**Data provided:**

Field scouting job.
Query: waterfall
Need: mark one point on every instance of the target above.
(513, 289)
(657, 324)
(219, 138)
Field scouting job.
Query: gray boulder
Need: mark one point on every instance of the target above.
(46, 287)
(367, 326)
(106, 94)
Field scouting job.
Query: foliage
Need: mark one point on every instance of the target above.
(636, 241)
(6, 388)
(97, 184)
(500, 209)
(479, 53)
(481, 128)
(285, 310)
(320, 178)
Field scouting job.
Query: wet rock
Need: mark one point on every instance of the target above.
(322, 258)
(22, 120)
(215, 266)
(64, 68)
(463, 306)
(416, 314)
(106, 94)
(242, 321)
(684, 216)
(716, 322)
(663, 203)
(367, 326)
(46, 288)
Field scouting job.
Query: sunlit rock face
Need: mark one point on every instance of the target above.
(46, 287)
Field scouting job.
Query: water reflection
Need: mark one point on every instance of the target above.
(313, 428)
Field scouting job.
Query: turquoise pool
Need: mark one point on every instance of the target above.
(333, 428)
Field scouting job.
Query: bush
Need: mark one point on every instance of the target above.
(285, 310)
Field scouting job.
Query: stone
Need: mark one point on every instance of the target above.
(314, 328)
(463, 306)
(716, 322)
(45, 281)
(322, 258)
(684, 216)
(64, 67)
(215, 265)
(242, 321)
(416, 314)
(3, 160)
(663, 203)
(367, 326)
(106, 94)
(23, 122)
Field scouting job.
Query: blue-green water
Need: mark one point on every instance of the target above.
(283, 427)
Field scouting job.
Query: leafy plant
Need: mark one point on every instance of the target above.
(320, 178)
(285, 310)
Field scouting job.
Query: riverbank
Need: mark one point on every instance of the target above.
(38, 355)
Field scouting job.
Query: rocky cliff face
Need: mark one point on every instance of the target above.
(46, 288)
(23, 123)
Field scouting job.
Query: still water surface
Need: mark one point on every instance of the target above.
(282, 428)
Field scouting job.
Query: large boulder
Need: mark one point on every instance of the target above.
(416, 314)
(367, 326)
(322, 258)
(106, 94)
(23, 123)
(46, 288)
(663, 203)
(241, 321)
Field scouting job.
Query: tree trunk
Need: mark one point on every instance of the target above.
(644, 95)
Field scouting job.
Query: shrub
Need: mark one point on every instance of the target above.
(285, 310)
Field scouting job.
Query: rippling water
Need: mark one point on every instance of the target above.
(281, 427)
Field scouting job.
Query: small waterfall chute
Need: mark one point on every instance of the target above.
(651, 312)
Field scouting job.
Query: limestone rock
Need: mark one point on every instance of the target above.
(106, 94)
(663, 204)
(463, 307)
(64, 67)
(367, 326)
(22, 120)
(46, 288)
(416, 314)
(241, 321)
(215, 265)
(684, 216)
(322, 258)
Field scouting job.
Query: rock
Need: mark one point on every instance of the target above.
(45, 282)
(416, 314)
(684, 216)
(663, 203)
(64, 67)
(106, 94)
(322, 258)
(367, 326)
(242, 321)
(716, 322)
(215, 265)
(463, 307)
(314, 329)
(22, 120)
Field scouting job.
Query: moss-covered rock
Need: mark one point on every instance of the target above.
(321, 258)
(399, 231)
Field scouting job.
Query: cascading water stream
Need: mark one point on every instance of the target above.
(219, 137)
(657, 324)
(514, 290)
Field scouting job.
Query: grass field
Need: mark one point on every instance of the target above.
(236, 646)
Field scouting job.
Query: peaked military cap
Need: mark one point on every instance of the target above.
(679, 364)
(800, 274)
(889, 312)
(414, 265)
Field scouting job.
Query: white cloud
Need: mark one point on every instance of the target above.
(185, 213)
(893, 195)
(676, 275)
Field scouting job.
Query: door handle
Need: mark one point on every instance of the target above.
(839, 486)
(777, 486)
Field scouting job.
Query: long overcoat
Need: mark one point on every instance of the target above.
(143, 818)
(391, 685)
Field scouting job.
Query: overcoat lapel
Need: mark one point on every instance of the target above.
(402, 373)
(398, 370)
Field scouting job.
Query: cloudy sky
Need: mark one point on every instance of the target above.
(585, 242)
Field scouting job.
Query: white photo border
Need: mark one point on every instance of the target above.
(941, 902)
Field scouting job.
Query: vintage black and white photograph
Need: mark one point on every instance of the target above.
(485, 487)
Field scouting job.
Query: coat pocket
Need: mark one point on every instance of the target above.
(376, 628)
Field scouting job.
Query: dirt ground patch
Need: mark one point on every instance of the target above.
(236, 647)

**Given request:** Write out the whole listing again, exactly as it stands.

**Reply to the exercise:**
Field scouting job.
Query: waterfall
Need: mark one point on every instance of the target above.
(513, 289)
(657, 324)
(219, 138)
Field scouting job.
Query: gray boulder
Need: mark one point on every instance of the target above.
(46, 287)
(367, 326)
(106, 94)
Field scouting job.
Query: foliage
Need: mark one point on every instance of the target above.
(636, 241)
(6, 388)
(97, 184)
(500, 209)
(479, 53)
(481, 128)
(285, 310)
(320, 178)
Field scouting job.
Query: wet rock
Need: mark one point on every instance of the target above.
(322, 258)
(22, 120)
(215, 266)
(64, 68)
(463, 306)
(416, 314)
(106, 94)
(242, 321)
(684, 216)
(716, 322)
(663, 203)
(367, 326)
(46, 288)
Field scouting job.
Query: sunlit rock face
Need: mark one point on every instance of the target above.
(46, 287)
Field scouting job.
Query: water reflection
Need: mark one point on every instance of the target above.
(313, 428)
Field scouting job.
Query: turquoise pool
Need: mark one point on every instance of the target above.
(333, 428)
Field scouting job.
Query: bush
Need: mark one point on every instance of the target above.
(285, 310)
Field scouting job.
Query: stone
Need: mark one point on every instance of the target above.
(314, 328)
(463, 306)
(716, 322)
(45, 281)
(322, 258)
(684, 216)
(64, 67)
(215, 265)
(242, 321)
(416, 314)
(3, 160)
(663, 203)
(367, 326)
(106, 94)
(23, 122)
Field scouting job.
Query: blue-green water
Need: mark one point on every instance of the target above.
(283, 427)
Field scouting job.
Query: leafy plant
Need: mark one point on every instance of the target above.
(320, 178)
(285, 310)
Field scouting job.
Query: riverbank
Need: mark one point on every instance of the target above.
(38, 355)
Field scouting job.
Query: rocky cliff face
Need: mark one point on every instance of the target above.
(46, 288)
(23, 123)
Field scouting job.
Query: still water surface
Need: mark one point on every instance of the target above.
(282, 428)
Field scouting job.
Query: large boulder
Need: mark one point on every instance of the target above.
(416, 314)
(367, 326)
(322, 258)
(106, 94)
(23, 123)
(46, 288)
(663, 203)
(241, 321)
Field scouting job.
Query: tree trunk
Need: mark one point on every instance of the target above.
(644, 95)
Field scouting job.
Query: shrub
Need: mark one point on every instance of the target above.
(285, 310)
Field scouting job.
Query: rippling water
Need: mark one point on every instance of the target above.
(281, 427)
Field scouting job.
Query: small waterfall chute
Need: mark one point on every instance of the target above.
(651, 312)
Field scouting job.
Query: limestone rock
Need: mark one point on every instance of the target above.
(106, 94)
(663, 204)
(463, 307)
(64, 67)
(367, 326)
(22, 120)
(46, 288)
(416, 314)
(241, 321)
(215, 265)
(684, 216)
(322, 258)
Field scouting job.
Query: rock
Need: mark one point on every instance of the target above.
(45, 282)
(416, 314)
(684, 216)
(663, 203)
(64, 67)
(106, 94)
(322, 258)
(367, 326)
(242, 321)
(716, 322)
(215, 265)
(463, 307)
(314, 329)
(22, 120)
Field scouting job.
Query: moss-covered rock
Need: mark one point on every instance of the target above.
(321, 258)
(399, 231)
Field scouting job.
Query: cascading water stream
Need: mark one point on every instance of the target above.
(219, 137)
(657, 324)
(514, 290)
Field scouting job.
Query: grass field
Need: mark one point on every instance of the target above.
(236, 646)
Field scouting job.
Query: peaked military cap
Need: mark one point on every instance of the target above.
(679, 364)
(800, 274)
(889, 312)
(414, 265)
Field scouting job.
Query: white cloud
Need: mark one point on every instance of the target above.
(185, 213)
(893, 195)
(676, 275)
Field scouting job.
Query: door handle
Need: mark one point on every instance of the target above.
(839, 486)
(777, 486)
Field scouting job.
Query: long overcoat
Need: mark one point on every instance of the target above.
(143, 818)
(391, 685)
Field scouting job.
Query: overcoat lapel
Need: mark one point on every instance of the target above.
(402, 373)
(398, 370)
Field scouting job.
Query: cloudy sky
Need: mark one point on every instance of the target above.
(585, 242)
Field scouting job.
Query: white photo border
Need: mark one point on every instance of the target above.
(941, 902)
Field scouting job.
Query: vintage black and white photograph
Need: mark one point on every instance of the target above.
(485, 487)
Field scouting job.
Query: coat pocket
Need: mark one point on every instance of the target above.
(376, 628)
Field scouting job.
Query: dirt ground patch
Need: mark one point on every instance of the target above.
(236, 647)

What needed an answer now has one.